__PROBLEM REQUIREMENTS__
The records below need copying. Match each line exactly.

__DATA SHOWN__
* * * *
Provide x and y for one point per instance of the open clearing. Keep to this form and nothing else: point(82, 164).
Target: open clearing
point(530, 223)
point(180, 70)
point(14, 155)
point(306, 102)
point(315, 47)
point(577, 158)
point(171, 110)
* * * *
__ANSWER AREA__
Provide x and y for one point per instance of the open clearing. Keep to this form and nothing else: point(82, 164).
Target: open clearing
point(530, 223)
point(180, 70)
point(14, 155)
point(306, 102)
point(315, 47)
point(577, 158)
point(171, 110)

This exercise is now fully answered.